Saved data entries
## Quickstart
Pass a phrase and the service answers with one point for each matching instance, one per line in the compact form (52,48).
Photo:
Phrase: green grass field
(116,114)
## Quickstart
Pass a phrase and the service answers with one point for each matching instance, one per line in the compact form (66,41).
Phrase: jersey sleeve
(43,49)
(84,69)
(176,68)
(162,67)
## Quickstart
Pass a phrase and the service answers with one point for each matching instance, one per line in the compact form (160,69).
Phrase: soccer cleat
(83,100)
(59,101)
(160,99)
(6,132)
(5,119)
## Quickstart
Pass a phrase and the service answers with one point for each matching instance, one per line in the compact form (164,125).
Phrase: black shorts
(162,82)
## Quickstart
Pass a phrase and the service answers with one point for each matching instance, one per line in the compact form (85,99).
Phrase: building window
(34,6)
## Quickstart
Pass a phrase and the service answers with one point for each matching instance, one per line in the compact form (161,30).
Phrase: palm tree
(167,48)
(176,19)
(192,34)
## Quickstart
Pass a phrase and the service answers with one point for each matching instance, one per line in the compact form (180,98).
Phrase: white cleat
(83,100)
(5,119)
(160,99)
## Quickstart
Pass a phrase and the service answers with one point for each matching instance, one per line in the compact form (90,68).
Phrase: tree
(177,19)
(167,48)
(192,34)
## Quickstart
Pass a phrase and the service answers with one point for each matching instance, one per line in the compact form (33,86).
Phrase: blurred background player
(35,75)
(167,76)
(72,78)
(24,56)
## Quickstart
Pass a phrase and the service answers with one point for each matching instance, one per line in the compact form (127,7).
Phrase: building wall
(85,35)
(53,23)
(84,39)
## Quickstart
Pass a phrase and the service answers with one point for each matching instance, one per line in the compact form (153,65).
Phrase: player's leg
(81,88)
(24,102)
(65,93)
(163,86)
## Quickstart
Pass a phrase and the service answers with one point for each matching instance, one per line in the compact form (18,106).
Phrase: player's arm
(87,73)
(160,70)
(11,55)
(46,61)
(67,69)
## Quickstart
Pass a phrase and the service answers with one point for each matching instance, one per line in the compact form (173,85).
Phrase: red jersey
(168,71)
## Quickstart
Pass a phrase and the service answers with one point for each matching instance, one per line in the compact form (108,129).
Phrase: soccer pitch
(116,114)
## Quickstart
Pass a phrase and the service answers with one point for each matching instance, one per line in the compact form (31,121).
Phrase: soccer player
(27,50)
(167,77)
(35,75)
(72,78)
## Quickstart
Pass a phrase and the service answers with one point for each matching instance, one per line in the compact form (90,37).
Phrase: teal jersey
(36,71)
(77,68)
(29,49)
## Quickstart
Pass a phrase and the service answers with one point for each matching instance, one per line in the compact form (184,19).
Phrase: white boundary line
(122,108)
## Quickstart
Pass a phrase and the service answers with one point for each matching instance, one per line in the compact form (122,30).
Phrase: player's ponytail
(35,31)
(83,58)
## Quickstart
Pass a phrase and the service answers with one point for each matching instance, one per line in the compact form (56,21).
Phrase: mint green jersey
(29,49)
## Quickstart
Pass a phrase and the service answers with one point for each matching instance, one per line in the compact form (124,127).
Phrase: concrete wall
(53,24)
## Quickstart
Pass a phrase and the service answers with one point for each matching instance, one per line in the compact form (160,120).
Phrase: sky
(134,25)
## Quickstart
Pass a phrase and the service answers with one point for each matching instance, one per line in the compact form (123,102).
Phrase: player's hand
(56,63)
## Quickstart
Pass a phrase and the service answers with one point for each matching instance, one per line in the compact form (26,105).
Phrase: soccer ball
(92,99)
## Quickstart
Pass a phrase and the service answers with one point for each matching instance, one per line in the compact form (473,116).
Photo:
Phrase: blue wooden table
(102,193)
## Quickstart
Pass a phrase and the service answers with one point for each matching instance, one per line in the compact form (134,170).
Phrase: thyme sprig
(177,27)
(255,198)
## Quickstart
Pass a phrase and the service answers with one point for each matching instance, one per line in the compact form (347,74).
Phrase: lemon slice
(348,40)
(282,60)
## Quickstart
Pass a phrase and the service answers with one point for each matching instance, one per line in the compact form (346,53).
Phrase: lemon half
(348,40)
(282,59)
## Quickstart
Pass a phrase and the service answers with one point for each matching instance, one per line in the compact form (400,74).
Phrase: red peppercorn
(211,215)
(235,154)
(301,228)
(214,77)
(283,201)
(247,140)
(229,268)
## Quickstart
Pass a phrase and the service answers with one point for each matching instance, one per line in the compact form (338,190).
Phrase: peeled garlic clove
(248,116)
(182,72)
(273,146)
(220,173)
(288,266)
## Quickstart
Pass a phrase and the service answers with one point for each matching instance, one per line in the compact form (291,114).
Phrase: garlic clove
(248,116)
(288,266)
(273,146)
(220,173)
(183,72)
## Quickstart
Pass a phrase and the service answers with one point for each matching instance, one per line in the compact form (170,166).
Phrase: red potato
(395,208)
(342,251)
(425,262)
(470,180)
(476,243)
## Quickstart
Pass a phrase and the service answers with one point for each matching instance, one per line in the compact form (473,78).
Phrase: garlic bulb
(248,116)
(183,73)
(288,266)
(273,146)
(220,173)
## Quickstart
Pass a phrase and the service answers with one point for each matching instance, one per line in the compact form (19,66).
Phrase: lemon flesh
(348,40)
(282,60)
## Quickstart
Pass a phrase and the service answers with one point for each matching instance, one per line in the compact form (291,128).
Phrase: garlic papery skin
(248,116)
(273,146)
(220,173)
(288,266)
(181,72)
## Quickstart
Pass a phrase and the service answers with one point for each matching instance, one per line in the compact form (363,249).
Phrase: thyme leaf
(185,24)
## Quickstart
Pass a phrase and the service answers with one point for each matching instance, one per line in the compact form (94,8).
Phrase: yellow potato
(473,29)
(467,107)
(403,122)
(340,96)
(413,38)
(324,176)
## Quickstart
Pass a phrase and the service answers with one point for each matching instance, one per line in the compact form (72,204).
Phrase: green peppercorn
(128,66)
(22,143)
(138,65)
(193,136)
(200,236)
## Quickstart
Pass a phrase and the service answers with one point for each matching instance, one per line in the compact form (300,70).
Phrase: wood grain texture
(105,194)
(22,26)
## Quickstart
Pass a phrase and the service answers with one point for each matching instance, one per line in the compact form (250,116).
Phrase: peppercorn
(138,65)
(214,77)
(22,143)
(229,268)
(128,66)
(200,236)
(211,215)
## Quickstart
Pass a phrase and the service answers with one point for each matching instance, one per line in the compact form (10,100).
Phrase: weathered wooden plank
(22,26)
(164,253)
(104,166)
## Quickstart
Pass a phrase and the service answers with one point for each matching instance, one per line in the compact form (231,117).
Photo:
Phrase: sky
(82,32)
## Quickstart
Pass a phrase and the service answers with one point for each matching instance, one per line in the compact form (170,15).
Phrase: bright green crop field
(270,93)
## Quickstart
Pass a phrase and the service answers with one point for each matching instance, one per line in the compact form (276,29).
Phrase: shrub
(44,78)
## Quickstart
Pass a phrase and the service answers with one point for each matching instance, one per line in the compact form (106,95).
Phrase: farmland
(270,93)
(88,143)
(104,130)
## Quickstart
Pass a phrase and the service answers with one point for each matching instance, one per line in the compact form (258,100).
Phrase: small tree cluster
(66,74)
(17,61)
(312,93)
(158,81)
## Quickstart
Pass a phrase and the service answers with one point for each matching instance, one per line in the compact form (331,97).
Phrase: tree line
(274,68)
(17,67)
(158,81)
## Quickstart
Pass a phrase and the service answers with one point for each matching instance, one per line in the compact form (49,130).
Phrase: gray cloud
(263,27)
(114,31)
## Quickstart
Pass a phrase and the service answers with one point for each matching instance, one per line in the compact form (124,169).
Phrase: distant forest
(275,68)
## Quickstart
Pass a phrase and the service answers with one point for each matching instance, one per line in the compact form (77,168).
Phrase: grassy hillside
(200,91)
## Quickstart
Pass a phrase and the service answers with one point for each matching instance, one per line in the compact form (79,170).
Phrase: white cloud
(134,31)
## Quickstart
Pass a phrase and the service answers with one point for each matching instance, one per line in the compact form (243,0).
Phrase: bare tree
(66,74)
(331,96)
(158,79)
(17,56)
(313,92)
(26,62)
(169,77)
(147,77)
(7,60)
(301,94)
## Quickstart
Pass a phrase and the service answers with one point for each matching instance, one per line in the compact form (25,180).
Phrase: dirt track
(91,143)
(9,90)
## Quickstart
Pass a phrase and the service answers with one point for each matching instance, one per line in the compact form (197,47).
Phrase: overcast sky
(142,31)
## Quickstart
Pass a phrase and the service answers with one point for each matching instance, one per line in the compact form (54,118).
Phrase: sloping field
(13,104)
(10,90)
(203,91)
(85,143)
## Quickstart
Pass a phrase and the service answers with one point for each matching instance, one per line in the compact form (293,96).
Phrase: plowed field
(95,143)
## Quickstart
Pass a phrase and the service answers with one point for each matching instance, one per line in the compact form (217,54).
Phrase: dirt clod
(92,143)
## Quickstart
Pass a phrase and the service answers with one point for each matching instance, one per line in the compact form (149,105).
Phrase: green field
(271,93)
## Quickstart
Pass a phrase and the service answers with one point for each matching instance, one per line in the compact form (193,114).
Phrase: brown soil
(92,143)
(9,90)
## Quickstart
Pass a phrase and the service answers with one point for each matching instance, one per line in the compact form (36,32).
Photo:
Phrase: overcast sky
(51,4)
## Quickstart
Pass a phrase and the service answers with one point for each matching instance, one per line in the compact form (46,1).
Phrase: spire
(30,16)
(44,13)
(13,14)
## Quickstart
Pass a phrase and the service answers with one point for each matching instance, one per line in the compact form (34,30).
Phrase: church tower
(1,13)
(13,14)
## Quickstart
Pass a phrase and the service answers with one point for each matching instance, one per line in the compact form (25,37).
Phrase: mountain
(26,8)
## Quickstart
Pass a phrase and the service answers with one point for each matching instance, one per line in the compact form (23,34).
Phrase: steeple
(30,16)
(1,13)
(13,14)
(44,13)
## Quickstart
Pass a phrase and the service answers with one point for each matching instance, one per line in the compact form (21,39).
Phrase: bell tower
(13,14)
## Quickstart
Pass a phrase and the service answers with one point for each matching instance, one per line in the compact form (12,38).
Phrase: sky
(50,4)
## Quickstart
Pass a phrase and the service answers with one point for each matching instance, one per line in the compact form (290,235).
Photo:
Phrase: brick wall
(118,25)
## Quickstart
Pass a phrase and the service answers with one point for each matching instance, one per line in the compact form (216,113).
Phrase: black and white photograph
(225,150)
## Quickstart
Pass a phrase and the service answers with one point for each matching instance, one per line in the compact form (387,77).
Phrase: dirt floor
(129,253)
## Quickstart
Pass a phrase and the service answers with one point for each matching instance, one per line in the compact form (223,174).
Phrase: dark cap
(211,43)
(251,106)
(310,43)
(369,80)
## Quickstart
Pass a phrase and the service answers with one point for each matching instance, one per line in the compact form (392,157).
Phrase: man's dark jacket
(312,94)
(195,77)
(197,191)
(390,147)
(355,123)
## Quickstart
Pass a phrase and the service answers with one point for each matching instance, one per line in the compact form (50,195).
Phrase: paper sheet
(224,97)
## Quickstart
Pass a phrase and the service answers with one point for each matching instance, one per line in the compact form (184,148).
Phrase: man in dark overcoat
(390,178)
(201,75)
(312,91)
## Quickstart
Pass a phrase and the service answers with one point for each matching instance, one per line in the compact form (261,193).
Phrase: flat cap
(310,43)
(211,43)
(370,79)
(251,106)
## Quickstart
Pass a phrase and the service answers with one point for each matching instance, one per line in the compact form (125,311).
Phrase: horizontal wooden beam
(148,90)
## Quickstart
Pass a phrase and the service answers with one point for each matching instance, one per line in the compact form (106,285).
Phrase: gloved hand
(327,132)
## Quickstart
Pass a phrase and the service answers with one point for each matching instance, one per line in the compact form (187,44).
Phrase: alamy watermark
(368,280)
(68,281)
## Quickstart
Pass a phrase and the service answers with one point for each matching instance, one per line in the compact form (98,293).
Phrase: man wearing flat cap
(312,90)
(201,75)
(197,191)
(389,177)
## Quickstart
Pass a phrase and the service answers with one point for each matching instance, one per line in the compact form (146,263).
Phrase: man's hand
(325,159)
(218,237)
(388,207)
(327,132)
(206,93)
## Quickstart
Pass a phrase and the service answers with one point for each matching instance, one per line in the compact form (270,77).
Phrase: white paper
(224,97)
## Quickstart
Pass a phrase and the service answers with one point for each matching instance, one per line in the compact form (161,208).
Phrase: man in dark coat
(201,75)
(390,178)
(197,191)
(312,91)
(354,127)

▶ [Exercise description]:
Copy out each line in the records above that contains the word "field". Matching is case-sensitive.

▶ [Task response]:
Phrase: green grass field
Phrase: bright green crop field
Phrase: sloping field
Phrase: plowed field
Phrase: green field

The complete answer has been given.